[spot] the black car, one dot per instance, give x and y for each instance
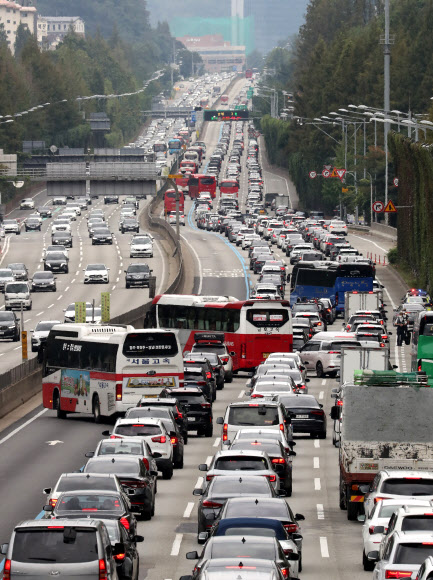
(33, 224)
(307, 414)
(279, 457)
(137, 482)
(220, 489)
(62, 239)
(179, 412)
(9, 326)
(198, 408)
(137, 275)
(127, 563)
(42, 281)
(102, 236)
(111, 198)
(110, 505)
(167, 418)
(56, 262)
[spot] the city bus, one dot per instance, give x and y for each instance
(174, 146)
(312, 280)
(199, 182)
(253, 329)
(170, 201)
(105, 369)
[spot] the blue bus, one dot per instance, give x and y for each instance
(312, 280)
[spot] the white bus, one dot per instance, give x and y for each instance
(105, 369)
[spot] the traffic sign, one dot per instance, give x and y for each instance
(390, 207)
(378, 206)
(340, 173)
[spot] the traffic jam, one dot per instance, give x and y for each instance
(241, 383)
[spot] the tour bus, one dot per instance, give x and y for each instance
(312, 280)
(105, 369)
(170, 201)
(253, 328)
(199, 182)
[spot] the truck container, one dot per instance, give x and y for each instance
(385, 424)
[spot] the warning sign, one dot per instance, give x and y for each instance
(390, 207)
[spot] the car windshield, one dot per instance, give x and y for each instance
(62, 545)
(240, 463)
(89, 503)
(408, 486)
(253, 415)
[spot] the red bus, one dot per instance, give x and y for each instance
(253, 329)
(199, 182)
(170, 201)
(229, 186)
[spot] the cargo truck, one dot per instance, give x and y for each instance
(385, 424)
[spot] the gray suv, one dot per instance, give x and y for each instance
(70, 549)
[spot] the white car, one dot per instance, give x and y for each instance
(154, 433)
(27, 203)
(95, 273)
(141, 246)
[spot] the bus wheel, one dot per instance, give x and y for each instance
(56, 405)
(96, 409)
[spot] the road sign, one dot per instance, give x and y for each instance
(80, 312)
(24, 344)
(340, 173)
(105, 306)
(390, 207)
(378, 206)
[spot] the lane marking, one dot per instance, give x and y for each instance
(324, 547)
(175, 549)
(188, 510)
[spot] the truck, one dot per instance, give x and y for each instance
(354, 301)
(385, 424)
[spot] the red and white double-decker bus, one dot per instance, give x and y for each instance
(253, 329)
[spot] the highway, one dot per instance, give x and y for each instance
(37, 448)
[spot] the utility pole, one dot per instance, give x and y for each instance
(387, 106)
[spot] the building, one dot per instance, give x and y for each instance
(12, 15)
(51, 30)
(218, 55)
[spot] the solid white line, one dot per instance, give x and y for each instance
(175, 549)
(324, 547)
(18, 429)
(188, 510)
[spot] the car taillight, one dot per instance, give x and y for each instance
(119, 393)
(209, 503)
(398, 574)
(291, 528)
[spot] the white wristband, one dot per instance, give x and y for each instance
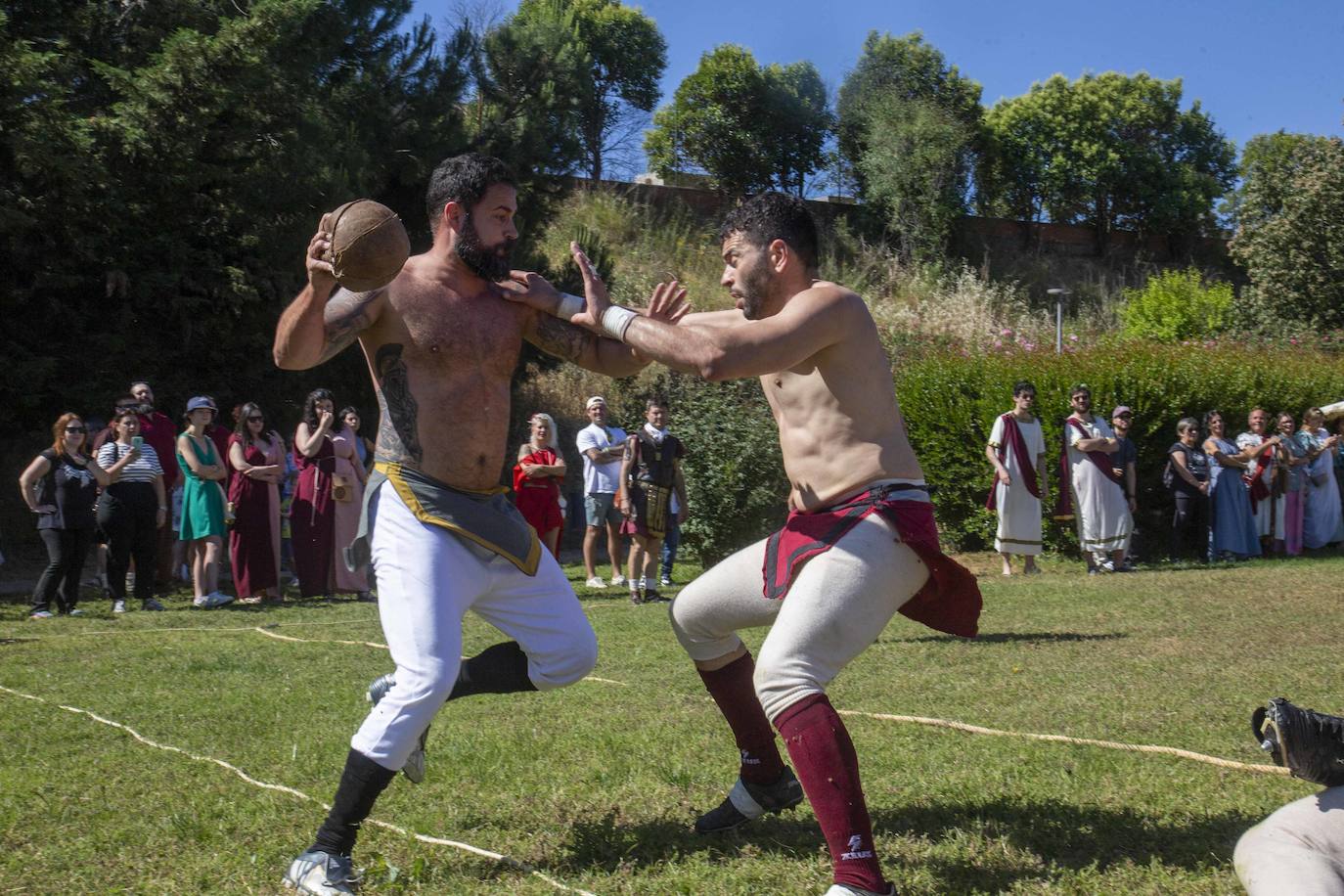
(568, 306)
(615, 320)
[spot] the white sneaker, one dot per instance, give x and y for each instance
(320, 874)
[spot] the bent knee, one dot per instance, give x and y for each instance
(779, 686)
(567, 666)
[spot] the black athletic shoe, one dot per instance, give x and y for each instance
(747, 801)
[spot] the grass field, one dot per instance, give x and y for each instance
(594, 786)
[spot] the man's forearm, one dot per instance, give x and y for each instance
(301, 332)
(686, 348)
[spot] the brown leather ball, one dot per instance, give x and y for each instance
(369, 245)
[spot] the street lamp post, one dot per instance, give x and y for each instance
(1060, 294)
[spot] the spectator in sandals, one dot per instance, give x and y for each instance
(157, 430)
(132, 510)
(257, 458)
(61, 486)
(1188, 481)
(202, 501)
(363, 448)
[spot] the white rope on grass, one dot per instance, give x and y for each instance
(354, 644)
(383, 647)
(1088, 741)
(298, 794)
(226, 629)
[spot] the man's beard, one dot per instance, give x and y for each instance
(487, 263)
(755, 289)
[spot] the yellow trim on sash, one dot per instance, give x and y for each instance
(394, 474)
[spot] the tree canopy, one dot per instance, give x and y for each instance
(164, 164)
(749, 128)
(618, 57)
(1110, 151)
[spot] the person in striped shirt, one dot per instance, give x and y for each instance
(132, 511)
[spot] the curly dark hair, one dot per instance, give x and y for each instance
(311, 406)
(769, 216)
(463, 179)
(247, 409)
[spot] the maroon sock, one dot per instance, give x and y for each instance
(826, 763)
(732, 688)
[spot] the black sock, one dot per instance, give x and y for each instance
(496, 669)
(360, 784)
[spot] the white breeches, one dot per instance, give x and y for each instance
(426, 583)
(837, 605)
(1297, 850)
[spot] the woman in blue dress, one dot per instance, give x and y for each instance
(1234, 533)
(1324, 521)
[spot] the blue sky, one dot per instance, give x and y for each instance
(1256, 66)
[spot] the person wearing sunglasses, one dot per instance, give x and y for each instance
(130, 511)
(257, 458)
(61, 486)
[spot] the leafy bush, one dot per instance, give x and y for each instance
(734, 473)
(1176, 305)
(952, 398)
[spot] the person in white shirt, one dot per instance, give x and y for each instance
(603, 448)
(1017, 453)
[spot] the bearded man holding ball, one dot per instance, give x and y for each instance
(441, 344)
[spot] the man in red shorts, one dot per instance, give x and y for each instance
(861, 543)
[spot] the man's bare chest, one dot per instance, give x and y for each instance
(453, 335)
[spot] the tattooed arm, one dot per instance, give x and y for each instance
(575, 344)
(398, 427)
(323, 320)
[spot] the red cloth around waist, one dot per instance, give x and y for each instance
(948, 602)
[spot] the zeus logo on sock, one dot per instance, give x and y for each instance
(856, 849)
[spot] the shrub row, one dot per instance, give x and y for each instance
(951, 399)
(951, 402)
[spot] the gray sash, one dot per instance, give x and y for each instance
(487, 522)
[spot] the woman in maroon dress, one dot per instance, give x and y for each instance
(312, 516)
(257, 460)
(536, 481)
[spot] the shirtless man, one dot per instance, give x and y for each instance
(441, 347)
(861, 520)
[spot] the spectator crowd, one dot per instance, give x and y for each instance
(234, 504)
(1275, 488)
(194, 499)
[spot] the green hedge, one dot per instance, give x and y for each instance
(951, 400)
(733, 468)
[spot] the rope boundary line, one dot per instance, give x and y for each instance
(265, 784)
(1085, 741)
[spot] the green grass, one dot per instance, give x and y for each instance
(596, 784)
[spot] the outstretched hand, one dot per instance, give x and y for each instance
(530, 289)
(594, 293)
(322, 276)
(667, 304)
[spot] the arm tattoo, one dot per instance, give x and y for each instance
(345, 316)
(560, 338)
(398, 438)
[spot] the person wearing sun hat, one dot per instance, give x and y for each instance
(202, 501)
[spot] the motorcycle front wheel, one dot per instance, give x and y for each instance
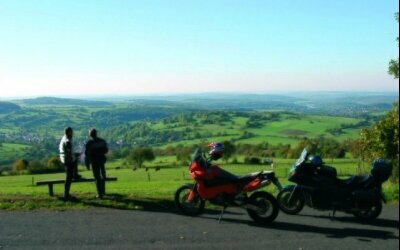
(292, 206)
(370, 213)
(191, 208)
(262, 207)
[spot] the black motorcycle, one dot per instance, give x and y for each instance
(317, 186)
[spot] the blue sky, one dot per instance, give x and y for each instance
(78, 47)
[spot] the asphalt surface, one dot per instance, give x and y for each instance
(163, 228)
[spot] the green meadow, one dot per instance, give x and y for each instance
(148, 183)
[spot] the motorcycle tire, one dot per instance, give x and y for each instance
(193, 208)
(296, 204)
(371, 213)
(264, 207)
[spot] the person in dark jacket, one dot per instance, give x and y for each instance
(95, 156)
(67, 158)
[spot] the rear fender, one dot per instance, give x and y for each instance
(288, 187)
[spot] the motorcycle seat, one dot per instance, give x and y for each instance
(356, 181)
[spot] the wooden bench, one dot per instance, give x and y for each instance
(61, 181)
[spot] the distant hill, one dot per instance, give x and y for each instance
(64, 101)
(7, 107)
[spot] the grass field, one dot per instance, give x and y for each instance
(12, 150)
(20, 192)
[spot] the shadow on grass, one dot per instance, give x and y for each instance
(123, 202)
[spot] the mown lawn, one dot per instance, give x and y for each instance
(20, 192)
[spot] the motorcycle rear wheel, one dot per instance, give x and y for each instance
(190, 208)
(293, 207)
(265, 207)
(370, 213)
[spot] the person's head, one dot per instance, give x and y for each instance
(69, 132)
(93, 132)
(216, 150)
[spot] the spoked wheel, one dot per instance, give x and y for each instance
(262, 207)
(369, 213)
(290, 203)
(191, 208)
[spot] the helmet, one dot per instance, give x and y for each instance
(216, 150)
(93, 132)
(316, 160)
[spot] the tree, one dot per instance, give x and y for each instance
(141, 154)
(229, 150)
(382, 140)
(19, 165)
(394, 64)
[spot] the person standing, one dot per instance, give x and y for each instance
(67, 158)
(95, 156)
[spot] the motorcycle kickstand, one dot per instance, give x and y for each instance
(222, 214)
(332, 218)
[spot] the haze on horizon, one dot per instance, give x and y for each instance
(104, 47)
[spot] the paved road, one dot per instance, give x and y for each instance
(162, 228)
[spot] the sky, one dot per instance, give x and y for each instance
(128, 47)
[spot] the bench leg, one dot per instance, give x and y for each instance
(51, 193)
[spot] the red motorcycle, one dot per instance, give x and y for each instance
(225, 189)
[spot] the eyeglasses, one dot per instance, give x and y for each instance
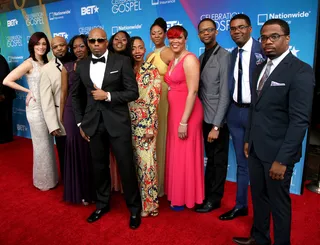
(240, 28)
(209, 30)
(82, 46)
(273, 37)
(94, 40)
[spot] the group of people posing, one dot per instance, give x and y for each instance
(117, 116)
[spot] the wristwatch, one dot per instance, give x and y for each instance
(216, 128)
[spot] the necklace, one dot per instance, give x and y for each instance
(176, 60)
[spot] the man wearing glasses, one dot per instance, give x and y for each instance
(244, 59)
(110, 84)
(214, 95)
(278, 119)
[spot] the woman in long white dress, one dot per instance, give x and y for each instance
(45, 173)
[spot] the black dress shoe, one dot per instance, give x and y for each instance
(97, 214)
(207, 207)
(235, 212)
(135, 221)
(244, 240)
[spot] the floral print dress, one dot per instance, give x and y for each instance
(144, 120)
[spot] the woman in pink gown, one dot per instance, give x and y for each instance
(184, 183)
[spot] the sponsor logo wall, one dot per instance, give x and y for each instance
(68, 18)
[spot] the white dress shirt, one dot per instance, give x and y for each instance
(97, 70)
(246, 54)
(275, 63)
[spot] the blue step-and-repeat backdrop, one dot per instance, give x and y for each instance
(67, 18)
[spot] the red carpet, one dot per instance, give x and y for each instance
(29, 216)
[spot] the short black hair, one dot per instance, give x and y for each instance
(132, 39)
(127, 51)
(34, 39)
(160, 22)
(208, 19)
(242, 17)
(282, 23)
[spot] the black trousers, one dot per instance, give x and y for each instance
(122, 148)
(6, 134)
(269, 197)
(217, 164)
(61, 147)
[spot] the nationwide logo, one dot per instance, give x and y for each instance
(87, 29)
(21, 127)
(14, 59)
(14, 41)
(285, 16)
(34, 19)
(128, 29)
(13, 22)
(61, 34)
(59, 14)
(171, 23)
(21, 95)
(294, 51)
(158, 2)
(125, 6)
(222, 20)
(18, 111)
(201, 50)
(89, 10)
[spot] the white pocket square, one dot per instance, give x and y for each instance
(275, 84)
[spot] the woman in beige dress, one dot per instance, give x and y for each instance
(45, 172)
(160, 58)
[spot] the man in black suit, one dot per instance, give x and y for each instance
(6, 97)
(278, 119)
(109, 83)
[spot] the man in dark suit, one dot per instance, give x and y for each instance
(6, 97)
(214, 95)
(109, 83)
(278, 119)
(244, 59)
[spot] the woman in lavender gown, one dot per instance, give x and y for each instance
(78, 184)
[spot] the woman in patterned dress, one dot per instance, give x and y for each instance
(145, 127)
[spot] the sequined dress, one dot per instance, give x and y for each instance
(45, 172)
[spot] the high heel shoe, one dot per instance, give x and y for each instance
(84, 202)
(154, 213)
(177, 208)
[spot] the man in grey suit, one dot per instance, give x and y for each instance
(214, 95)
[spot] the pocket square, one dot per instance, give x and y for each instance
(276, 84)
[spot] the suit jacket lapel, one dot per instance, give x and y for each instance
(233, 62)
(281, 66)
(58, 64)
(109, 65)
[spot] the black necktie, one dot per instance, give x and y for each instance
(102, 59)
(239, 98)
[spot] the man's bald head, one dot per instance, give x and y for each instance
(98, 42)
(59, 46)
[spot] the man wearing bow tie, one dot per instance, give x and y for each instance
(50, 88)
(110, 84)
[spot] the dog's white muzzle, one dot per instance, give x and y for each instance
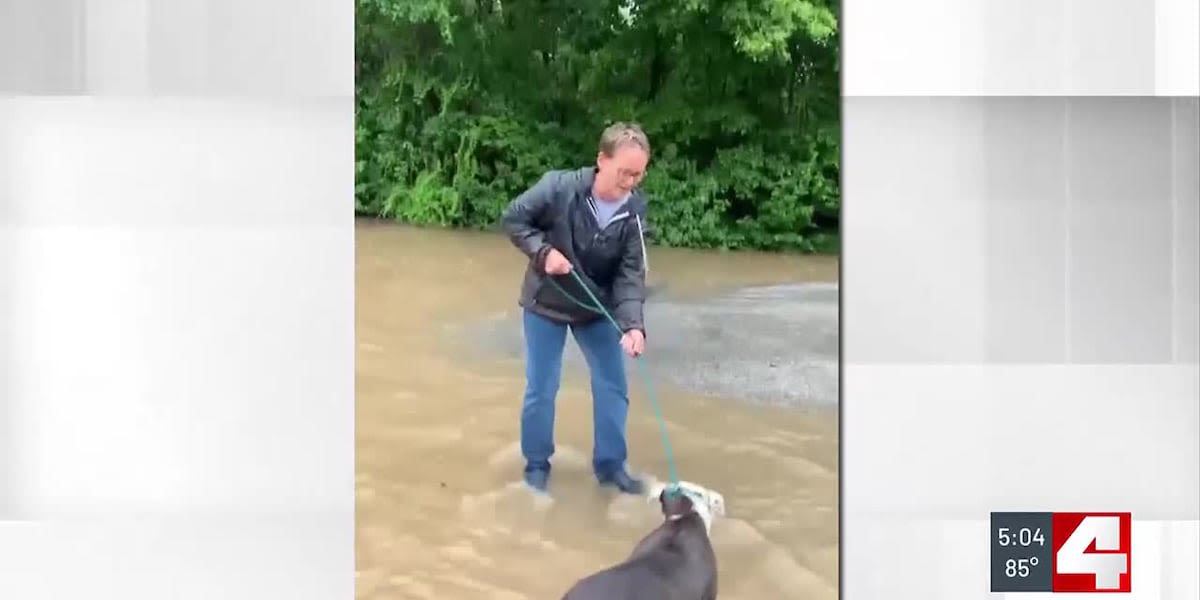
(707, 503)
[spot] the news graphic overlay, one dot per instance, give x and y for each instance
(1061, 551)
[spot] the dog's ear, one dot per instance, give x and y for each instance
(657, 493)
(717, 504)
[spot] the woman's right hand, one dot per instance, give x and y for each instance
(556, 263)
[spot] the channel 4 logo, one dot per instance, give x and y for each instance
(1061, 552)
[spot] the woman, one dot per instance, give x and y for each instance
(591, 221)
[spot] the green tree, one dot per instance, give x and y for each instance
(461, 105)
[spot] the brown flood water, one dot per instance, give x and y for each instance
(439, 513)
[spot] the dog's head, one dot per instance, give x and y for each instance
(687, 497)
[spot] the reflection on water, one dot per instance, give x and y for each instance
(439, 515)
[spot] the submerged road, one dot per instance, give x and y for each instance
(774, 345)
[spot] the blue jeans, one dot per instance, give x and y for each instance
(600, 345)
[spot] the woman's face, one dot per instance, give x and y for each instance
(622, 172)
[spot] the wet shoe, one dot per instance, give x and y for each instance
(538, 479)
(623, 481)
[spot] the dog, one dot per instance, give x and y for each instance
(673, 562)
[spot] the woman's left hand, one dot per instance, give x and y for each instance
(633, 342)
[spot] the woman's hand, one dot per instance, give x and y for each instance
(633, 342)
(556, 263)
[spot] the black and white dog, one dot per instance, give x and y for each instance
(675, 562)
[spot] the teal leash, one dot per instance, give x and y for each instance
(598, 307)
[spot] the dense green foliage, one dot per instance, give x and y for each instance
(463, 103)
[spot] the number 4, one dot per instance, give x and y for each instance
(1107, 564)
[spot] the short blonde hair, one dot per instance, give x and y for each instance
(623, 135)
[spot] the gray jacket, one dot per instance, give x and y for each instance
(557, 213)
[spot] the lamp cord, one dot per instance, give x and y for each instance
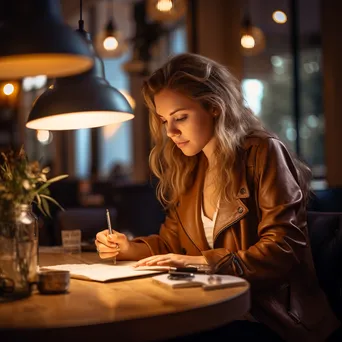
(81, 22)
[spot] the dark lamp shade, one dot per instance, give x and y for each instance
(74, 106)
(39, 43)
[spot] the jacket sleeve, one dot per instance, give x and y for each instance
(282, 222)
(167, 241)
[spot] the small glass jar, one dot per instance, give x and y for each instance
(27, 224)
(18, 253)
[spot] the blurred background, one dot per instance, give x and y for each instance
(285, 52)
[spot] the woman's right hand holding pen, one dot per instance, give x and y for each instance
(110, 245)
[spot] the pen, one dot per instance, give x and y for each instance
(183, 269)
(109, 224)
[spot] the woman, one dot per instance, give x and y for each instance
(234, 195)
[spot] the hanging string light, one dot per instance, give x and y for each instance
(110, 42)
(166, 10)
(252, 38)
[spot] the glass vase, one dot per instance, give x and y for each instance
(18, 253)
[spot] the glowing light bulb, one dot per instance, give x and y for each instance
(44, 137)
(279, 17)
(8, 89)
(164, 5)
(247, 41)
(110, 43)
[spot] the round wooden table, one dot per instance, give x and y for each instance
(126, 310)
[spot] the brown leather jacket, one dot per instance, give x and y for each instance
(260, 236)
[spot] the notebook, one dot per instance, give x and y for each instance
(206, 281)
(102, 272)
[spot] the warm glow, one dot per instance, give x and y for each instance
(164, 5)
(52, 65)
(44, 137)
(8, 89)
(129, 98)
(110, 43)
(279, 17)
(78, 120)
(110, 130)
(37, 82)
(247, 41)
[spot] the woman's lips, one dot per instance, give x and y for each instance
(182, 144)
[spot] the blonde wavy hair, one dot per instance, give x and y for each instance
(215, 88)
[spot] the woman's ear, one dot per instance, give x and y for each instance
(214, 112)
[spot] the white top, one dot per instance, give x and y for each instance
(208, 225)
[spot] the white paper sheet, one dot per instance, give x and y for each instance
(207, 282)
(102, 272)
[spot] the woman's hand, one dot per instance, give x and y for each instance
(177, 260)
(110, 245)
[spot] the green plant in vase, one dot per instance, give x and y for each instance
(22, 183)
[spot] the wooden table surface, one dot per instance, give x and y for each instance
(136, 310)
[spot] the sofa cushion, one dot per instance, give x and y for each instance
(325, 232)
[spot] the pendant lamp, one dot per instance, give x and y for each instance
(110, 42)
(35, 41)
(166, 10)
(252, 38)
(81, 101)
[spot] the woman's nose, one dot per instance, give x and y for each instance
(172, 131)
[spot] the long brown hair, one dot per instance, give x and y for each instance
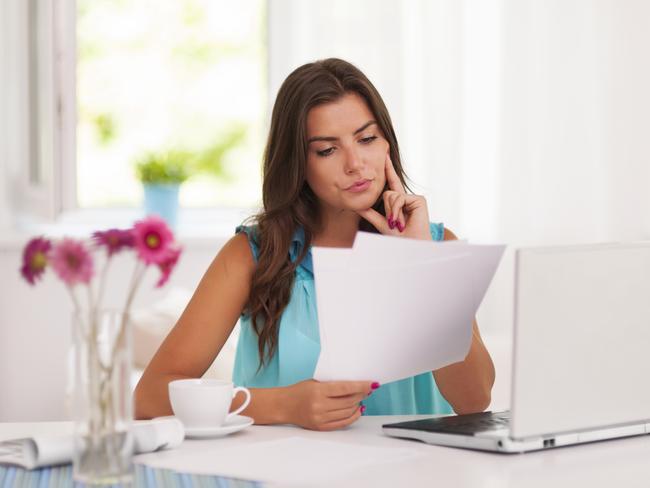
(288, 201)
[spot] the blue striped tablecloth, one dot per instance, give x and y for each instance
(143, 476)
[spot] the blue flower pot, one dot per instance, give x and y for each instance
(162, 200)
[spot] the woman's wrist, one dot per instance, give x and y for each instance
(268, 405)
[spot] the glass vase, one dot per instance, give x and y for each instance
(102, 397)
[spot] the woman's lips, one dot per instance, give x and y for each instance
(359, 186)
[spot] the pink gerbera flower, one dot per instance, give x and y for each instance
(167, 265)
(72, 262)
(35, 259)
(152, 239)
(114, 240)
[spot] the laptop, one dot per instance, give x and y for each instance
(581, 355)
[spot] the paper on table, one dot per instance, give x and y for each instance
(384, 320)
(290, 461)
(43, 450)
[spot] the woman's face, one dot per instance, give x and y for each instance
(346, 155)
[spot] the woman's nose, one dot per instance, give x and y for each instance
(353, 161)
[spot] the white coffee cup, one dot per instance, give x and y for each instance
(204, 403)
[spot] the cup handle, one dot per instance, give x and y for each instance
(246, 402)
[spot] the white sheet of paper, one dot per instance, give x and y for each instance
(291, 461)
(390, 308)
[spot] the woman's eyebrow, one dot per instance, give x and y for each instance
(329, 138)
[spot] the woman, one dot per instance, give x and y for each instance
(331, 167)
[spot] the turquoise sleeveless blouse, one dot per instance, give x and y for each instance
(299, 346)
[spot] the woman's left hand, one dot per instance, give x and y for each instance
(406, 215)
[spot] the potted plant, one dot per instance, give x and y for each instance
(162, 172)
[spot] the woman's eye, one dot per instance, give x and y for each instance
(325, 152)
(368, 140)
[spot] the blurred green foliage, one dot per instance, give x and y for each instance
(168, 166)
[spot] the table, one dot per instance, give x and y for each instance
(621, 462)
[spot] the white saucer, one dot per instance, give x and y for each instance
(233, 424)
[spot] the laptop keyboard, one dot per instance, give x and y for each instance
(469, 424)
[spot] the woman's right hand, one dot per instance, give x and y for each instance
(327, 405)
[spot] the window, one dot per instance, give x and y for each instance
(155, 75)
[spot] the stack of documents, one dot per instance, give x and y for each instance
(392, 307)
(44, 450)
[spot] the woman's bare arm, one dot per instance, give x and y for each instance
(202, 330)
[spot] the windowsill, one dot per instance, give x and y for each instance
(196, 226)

Given request
Write out, word for word, every line from the one containing "[spot] the potted" through the last line of the records above.

Solution for this exercise
[spot] the potted plant, one dot per instance, give x and y for each instance
(162, 172)
[spot] the woman's eye, one dot per instance, give x and y for each instance
(325, 152)
(368, 140)
[spot] the blurred green foliage, one dot per instance, give x and y for each instance
(168, 166)
[spot] the table, one dot per instance, give x and y for each instance
(621, 462)
[spot] the white saucer, one dot per instance, give x and y for each instance
(233, 424)
[spot] the laptop keyboard, one dot per instance, give x and y for each instance
(469, 424)
[spot] the woman's right hand, one dot per instance, give x and y for each instance
(327, 405)
[spot] the window, one dot per instance, give x and y for each instance
(155, 75)
[spot] the stack of documents, one dot per instance, give x and y for each instance
(392, 307)
(44, 450)
[spot] the woman's bare arm, one dot per instance, give x and y for each instance
(202, 330)
[spot] the windowsill, one dot per instance, give x and y for each instance
(196, 226)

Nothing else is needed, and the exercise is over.